◆ Text block
Among a number of issues, Turnbull is condemned for not passing a marriage equality bill when he won office. Instead, Turnbull organised an expensive marriage equality postal vote, which won, but in the process subjected many to abuse. The postal vote tactic was required because both Liberal and the Labor parties lacked the will to pass a marriage bill. State Liberal Parties have defunded Safe Schools, an anti-bullying high school educational campaign, which aims to reduce high rates of self-harm and suicide among queer teens.

At the Mardi Gras picnic — renamed Fair Day — the Liberal Party had a sign stating “2017 Turnbull Liberal government legislates marriage equality”. Segments of the crowd booed Turnbull. Cher, the iconic 72-year-old US singer performed at the $250 a ticket Mardi Gras after-party and took a selfie with Turnbull. She apologised after fans tweeted Turnbull’s hypocrisy over the marriage vote and crimes against refugees.

The Liberal Party is in a permanent coalition with the National Party, which just elected Michael McCormack to replace disgraced leader Barnarby Joyce. In 1993 McCormack argued homosexuals were sordid and should be contained lest they infect the rest of society.

Last year, activists passed a motion at Mardi Gras’s Annual General Meeting to disinvite Turnbull as an official guest because “a prime minister who denies us equality should not be welcome as an official guest at our parade”. The Mardi Gras Board ignored the motion and reiterated the invitation. But Turnbull didn’t attend because he had “other things to do”.

This year the Mardi Gras board refused entry to 50 floats because, it said, NSW police had requested a 12,000 cap on people marching. Socialist Alliance, one of the organisations that helped lead the marriage equality campaign, was refused entry, as was the NSW Teachers Federation. After social media condemnation, the Teachers Federation was re-invited.

Mardi Gras is now big business and the state government and tourist industry are keen to capitalise on the “pink dollar”.

Mardi Gras Sydney boasts the largest LGBTIQ parade in the world, with 300,000 visitors and 8000 international tourists. Participants delivered an estimated $40 million in “visitor spend” last year.

◆ Given records
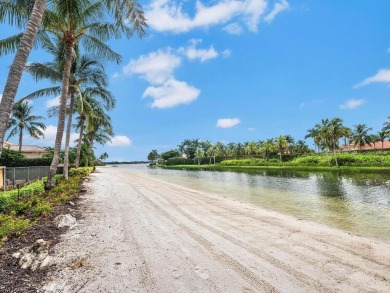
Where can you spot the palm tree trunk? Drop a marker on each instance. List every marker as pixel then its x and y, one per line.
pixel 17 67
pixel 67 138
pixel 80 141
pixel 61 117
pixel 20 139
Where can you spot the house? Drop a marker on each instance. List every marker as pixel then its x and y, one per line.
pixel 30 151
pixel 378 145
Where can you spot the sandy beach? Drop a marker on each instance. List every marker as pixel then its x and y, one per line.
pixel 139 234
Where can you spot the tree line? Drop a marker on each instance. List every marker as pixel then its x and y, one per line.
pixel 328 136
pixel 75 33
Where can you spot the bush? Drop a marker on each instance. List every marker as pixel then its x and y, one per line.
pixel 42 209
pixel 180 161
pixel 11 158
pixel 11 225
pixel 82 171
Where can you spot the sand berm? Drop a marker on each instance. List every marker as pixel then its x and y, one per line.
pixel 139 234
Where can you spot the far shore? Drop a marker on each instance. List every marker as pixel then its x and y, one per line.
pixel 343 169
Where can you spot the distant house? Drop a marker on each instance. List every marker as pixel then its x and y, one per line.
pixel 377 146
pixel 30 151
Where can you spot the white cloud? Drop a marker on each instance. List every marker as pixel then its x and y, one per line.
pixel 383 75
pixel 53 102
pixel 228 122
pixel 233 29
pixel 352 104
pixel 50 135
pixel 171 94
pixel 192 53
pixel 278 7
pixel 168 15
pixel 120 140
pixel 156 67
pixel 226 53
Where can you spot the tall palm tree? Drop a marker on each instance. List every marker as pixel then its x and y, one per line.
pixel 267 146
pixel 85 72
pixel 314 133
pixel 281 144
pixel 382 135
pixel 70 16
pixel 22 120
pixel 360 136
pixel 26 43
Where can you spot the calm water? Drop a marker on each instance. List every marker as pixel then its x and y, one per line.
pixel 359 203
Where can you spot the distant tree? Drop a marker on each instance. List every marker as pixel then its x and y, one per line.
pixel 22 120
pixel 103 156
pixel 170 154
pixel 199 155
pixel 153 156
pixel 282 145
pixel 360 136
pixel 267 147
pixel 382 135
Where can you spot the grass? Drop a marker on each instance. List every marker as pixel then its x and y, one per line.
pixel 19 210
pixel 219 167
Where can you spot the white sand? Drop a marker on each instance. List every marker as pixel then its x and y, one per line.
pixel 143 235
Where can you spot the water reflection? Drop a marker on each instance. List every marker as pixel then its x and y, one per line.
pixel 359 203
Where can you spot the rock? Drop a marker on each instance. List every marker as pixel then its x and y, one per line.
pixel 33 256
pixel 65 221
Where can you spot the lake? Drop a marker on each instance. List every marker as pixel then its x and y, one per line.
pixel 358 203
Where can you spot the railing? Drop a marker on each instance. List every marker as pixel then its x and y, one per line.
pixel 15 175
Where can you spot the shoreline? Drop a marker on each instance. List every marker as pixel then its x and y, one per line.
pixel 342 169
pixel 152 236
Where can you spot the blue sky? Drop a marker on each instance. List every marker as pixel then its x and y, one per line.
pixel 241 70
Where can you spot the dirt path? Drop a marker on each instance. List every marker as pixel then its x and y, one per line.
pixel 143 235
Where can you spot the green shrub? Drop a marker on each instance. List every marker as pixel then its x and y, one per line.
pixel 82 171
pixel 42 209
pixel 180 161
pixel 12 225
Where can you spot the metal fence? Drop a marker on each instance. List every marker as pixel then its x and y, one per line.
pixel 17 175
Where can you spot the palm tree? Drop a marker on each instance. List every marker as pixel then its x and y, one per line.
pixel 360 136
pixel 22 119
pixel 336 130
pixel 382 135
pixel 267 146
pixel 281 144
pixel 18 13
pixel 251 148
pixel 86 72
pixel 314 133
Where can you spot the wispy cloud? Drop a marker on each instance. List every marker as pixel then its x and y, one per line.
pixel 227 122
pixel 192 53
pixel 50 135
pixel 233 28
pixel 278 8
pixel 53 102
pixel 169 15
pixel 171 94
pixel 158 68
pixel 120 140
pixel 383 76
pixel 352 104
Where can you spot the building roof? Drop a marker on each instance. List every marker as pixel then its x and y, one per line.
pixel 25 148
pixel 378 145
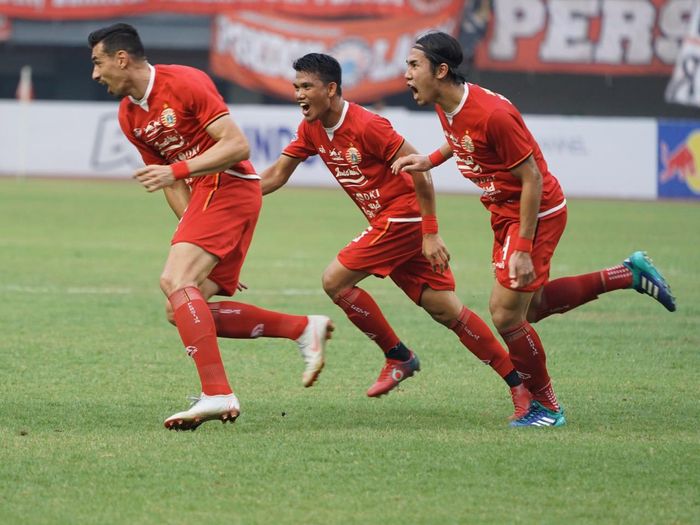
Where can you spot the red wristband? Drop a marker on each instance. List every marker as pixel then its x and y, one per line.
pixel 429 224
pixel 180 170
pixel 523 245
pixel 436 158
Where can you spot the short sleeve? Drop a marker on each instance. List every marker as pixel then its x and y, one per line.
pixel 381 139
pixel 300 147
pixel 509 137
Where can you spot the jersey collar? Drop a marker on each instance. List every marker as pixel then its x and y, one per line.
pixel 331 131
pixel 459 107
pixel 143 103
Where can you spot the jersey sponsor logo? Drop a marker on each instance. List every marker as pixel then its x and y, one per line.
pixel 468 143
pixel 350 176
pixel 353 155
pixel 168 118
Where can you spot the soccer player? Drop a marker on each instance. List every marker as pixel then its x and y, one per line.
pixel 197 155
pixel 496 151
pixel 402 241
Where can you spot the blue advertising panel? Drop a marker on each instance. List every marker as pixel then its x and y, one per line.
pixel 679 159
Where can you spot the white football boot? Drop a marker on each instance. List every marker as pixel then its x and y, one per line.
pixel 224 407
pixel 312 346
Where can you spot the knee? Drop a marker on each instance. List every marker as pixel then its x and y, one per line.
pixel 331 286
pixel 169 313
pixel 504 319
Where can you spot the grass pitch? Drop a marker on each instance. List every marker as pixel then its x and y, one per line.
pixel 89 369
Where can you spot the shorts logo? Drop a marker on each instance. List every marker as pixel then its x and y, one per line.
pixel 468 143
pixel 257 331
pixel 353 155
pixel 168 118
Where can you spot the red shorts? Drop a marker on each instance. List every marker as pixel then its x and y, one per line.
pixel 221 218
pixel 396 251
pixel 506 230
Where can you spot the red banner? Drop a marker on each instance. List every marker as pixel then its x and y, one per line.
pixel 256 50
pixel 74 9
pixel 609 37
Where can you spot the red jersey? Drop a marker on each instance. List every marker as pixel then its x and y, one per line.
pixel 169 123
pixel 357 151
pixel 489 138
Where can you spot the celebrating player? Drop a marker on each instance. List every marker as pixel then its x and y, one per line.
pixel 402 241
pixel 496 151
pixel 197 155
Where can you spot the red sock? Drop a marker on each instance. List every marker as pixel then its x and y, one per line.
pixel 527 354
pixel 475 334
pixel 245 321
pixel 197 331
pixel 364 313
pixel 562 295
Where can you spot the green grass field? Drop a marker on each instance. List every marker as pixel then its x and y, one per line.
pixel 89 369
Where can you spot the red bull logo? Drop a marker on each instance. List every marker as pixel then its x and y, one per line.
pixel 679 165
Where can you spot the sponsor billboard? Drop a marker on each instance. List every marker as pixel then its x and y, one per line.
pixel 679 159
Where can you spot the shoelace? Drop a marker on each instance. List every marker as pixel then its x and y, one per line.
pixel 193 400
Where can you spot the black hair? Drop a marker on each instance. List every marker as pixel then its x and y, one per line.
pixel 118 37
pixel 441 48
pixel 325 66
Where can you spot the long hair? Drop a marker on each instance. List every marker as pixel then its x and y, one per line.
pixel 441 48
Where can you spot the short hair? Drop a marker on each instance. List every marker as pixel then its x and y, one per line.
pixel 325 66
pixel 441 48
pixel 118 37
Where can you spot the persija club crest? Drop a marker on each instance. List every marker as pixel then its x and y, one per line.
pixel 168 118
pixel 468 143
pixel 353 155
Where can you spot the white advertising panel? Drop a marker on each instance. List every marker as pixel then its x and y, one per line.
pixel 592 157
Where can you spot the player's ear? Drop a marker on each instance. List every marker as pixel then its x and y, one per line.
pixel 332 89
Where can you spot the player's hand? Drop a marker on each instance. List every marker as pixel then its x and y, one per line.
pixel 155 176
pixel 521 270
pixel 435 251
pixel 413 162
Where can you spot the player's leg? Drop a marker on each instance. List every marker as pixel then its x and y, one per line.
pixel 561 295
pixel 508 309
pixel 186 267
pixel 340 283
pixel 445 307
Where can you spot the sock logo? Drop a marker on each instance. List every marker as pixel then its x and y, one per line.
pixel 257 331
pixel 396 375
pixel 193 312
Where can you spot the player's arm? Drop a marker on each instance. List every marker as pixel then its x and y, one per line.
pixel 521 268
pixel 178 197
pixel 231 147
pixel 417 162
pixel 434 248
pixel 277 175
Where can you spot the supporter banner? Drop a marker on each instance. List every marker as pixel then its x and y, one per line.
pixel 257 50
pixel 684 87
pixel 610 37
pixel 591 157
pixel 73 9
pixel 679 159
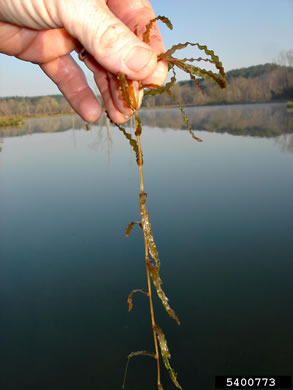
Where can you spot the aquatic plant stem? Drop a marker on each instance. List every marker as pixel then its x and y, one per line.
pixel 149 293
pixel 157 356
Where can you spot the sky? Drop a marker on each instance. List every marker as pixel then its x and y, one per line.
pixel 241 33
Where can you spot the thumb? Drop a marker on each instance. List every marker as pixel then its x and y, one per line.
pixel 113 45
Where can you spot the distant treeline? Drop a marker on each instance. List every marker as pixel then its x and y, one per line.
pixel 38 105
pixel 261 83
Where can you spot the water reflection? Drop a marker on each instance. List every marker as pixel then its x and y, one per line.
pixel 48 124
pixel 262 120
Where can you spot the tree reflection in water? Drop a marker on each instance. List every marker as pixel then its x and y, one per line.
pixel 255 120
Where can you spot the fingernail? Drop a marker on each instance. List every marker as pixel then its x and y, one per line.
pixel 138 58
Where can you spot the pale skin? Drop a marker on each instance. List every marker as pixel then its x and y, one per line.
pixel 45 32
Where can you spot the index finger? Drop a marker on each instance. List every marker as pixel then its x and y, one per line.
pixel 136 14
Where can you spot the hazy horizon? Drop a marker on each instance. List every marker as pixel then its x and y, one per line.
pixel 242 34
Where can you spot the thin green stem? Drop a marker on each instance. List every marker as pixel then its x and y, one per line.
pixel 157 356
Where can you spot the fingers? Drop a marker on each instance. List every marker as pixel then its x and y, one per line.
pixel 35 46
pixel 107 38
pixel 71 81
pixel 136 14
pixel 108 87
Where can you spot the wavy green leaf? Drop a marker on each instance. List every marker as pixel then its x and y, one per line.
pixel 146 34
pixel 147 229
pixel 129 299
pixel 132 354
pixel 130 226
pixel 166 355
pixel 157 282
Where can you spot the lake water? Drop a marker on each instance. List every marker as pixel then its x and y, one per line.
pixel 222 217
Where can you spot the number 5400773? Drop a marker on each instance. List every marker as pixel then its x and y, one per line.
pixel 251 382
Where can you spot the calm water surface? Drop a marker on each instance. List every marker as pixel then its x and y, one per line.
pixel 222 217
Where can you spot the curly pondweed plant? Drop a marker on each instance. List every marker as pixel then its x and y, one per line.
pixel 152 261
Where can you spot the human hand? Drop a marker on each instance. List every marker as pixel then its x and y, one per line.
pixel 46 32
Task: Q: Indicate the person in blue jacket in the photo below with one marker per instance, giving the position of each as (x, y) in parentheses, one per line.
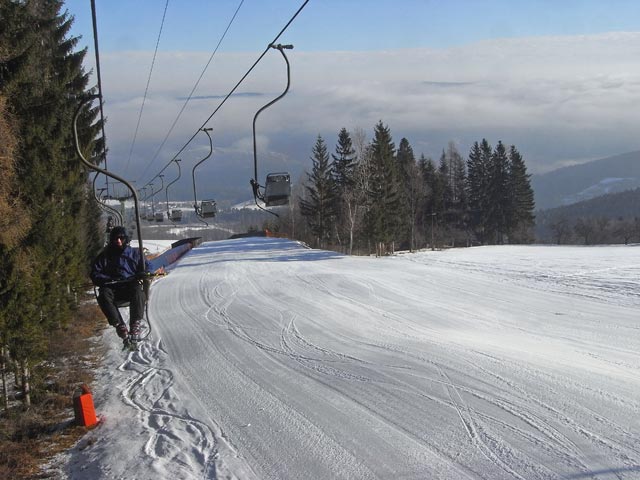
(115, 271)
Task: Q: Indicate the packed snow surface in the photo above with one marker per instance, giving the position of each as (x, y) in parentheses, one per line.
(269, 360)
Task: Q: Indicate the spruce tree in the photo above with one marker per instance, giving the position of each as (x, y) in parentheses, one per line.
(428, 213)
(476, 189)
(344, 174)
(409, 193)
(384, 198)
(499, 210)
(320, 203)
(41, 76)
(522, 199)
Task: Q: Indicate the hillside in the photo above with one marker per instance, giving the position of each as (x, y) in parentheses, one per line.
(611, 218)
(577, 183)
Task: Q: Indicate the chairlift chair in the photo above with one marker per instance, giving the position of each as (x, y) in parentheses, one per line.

◆ Complete the following
(a) Transcribe the Mardi Gras passage between "At the Mardi" and "rest of society.", inclusive.
(b) Answer these questions from the Mardi Gras passage.
(i) What was the Mardi Gras picnic renamed?
(ii) Who was elected to replace Barnarby Joyce as leader of the National Party?
(iii) What cap on the number of people marching did the board say NSW police had requested?
(c) Extend the Mardi Gras passage beyond its final sentence.

◆ Answers in order
(a)
At the Mardi Gras picnic — renamed Fair Day — the Liberal Party had a sign stating “2017 Turnbull Liberal government legislates marriage equality”. Segments of the crowd booed Turnbull. Cher, the iconic 72-year-old US singer performed at the $250 a ticket Mardi Gras after-party and took a selfie with Turnbull. She apologised after fans tweeted Turnbull’s hypocrisy over the marriage vote and crimes against refugees.

The Liberal Party is in a permanent coalition with the National Party, which just elected Michael McCormack to replace disgraced leader Barnarby Joyce. In 1993 McCormack argued homosexuals were sordid and should be contained lest they infect the rest of society.

(b)
(i) Fair Day
(ii) Michael McCormack
(iii) 12,000

(c)
Political floats

But in this sea of commodification the LGBTIQ community organises proud sexual liberation contingents (frozen dripping penis floats), and community floats (including First Nation, Rainbow Families, Cairns and Lismore contingents, Queer Scientists).

Progressives organise political contingents and enthuse Mardi Gras audiences. Community Action Against Homophobia and Refugee Action Coalition organised a “No Pride in Detention” Mardi Gras float. Amnesty International held a massive banner “This is not the end … Defend Equality”.

Unions NSW organised a “We Did It” tribute to the marriage victory with male unionists gender-bending in Rosie the Riveter red polka dot head scarves. Reflecting Mardi Gras’s satirical strength, a “Jurassic Love” float condemned Margaret Court, Pauline Hanson and US President Donald Trump for their archaic views, resplendent with dancing, human sized plastic dinosaurs. The NSW Teachers Federation contingent called on us all to defend the Safe Schools program.

A highlight was when “Turn Back the Float: Justice for Refugees”, organised by the “Department of Homo Affairs”, intercepted the Liberal Party contingent with a huge pro-refugee banner, in response to the call for action from RISE: Refugee Survivors and Ex-Detainees.

The Homo Affairs communique read: “Late last year Australia celebrated same-sex marriage as a win for civil rights and equality — and at exactly the same moment, our government cut off food, water, medical supplies and power to refugees on Manus Island.”

Salvaging Mardi Gras’ protest tradition remains a challenge. In the meantime, the solidarity politics and creative passion of the rainbow community shines through. Re-winning the Safe Schools programs, free transgender operations, equal access to reproductive technologies, liberating queer refugees remain outstanding. Ingesting the fighting legacy of the 78ers and the wind in our sails from the marriage equality protest victory, we can win these too.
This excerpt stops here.